* Begin MATERIAL SHOWN *

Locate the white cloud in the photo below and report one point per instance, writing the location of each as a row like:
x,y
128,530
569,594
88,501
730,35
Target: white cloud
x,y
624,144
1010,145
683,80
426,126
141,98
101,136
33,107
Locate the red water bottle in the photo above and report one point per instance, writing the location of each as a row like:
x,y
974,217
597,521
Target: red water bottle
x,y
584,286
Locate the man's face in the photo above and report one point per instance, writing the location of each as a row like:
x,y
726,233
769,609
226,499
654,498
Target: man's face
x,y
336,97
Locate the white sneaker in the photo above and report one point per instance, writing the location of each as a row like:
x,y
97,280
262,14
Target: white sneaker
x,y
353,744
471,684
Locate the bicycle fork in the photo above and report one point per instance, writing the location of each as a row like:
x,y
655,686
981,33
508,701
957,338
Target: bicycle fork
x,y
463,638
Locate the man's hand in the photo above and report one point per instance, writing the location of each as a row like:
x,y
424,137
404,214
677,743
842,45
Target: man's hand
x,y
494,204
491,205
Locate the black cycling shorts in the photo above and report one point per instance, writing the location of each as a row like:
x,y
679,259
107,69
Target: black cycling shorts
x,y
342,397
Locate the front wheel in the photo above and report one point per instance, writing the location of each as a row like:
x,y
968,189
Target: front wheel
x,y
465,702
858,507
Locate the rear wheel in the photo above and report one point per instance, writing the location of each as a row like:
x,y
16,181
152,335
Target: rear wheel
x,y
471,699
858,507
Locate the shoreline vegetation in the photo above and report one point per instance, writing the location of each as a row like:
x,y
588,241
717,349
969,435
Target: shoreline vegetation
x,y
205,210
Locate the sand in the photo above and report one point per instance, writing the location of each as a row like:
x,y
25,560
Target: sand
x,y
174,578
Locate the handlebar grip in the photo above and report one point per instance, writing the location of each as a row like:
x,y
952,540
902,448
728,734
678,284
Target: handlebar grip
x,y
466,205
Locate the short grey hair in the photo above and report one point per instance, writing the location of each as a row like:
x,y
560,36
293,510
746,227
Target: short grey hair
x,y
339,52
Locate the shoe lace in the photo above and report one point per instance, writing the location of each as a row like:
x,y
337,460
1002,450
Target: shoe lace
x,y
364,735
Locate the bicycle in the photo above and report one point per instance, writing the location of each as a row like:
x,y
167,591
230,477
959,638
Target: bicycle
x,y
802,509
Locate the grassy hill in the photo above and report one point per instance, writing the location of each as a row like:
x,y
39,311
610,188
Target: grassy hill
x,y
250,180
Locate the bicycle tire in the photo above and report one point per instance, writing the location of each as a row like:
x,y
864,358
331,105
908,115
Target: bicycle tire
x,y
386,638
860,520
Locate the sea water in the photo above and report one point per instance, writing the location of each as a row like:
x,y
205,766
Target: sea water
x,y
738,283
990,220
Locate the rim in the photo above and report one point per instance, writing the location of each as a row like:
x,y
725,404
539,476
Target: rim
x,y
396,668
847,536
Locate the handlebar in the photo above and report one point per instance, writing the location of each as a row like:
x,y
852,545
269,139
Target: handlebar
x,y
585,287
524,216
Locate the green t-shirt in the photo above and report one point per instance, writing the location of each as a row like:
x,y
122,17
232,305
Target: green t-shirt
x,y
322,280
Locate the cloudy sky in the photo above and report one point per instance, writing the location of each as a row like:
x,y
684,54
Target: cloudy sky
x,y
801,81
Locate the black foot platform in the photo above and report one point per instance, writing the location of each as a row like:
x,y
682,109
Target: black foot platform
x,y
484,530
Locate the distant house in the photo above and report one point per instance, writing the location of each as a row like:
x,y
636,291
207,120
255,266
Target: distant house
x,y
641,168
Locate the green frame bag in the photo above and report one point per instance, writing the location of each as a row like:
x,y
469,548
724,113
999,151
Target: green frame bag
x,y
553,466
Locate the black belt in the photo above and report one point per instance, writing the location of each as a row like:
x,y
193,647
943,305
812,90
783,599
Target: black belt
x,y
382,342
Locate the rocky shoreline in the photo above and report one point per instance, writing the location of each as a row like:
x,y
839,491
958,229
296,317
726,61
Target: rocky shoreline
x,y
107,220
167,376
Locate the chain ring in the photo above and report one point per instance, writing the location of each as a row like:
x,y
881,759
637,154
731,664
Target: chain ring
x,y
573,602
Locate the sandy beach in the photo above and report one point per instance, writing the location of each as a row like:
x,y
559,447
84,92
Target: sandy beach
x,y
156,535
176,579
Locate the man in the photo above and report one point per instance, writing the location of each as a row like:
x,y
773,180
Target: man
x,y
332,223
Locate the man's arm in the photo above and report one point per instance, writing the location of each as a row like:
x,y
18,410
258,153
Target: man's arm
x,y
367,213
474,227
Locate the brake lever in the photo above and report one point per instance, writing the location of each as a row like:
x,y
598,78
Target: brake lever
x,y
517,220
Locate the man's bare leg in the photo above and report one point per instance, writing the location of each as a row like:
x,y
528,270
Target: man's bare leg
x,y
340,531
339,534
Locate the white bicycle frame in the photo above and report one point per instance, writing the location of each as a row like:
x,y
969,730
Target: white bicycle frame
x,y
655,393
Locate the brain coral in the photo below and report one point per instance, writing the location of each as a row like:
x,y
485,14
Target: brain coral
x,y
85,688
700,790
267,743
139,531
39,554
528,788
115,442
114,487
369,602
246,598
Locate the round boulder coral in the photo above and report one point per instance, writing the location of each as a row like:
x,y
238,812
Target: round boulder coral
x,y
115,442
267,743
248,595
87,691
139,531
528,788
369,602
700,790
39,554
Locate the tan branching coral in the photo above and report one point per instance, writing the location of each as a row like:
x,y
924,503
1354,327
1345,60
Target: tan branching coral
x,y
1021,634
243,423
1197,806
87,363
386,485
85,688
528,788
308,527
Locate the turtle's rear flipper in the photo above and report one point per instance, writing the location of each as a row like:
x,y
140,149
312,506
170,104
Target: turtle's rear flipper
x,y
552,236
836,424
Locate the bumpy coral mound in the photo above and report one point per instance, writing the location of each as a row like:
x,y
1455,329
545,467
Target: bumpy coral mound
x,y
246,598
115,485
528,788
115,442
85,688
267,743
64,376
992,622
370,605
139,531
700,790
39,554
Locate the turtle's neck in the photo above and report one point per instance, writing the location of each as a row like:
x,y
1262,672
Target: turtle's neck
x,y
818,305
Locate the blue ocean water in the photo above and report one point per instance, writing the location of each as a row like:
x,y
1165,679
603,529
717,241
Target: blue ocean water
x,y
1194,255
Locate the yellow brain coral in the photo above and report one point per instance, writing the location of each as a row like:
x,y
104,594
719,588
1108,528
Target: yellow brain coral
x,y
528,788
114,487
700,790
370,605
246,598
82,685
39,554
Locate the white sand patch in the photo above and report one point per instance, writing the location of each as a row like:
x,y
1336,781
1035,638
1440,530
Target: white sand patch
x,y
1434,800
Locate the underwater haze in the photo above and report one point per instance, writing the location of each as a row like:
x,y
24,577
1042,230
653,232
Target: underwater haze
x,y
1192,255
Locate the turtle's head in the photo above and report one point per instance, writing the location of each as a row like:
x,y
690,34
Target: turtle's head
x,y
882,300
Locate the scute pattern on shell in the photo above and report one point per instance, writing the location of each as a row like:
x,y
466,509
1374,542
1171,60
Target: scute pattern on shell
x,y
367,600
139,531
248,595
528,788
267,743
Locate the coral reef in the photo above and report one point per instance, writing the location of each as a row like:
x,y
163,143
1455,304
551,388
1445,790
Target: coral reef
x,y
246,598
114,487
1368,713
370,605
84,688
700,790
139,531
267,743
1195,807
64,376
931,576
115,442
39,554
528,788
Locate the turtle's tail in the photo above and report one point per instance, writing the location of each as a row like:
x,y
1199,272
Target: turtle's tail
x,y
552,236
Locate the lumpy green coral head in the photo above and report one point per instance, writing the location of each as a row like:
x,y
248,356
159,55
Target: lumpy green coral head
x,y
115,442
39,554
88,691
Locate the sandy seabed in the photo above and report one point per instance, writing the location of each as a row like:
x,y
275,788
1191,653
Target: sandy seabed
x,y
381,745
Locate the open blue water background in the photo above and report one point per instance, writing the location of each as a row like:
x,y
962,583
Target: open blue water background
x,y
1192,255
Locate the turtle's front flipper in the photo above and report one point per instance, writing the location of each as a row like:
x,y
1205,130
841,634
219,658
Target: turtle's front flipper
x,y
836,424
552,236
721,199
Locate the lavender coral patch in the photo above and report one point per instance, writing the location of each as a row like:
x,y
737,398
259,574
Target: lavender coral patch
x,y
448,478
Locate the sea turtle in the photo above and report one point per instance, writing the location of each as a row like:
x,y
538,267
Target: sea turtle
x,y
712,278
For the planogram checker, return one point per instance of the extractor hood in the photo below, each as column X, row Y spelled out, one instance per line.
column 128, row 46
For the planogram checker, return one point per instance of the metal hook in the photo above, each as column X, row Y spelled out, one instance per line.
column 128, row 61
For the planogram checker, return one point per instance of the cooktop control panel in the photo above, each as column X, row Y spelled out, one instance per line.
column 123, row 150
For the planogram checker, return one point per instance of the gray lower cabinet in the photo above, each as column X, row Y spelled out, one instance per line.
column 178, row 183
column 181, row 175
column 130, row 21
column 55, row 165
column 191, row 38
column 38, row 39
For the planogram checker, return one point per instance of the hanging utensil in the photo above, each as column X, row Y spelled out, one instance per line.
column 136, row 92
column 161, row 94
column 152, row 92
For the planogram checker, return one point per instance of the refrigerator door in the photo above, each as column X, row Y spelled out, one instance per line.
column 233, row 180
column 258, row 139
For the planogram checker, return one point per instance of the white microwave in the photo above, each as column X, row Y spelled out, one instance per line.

* End MATERIAL SHOWN *

▶ _WHAT NEEDS TO BE DONE_: Reproduce precisely the span of lines that begins at the line containing "Locate the open" and ends with the last line of the listing.

▶ _EXPECTED ANSWER_:
Locate the open blue water background in the photo above and report one point per instance, writing the location of each as a row like:
x,y
962,583
Target: open blue water background
x,y
1192,255
Locate the turtle's front flipper in the photo above and report one point per instance, writing the location of each as a row like:
x,y
1205,130
841,634
219,658
Target: turtle's front flipper
x,y
836,424
552,236
721,199
Locate the lavender coral patch in the photo above and report one point per instance, writing the location of each as a row like:
x,y
737,398
259,574
Target: lavender coral patch
x,y
448,478
Locate the sea turtle in the photo above and report one point per instance, writing the location of each as a row like:
x,y
538,267
Target: sea turtle
x,y
712,278
For the planogram checker, return one point per instance of the extractor hood in the photo below, each as column X, row Y spelled out, one instance per line.
column 128, row 46
For the planogram checker, return one point per instance of the metal hook in the photo above, each as column X, row Y spelled out, one instance per line.
column 128, row 61
For the planogram checker, return one point per instance of the cooktop control panel in the photo above, each as column X, row Y spelled out, one instance per line.
column 123, row 150
For the planogram checker, return one point per instance of the gray lower cabinet in the photo above, each as column X, row Y spelled out, one instance per line.
column 178, row 183
column 181, row 175
column 130, row 21
column 55, row 165
column 191, row 38
column 38, row 39
For the planogram checker, return one point per instance of the hanging utensil in the photo above, each as column X, row Y spelled out, one instance per line.
column 136, row 92
column 161, row 94
column 152, row 92
For the planogram checker, return one point per instance of the refrigerator door in the photo above, each as column X, row Y spelled out, one instance per line.
column 233, row 180
column 258, row 139
For the planogram checker, return one point per instance of the white microwave in the photo above, each as column X, row Y spelled out, one instance per line.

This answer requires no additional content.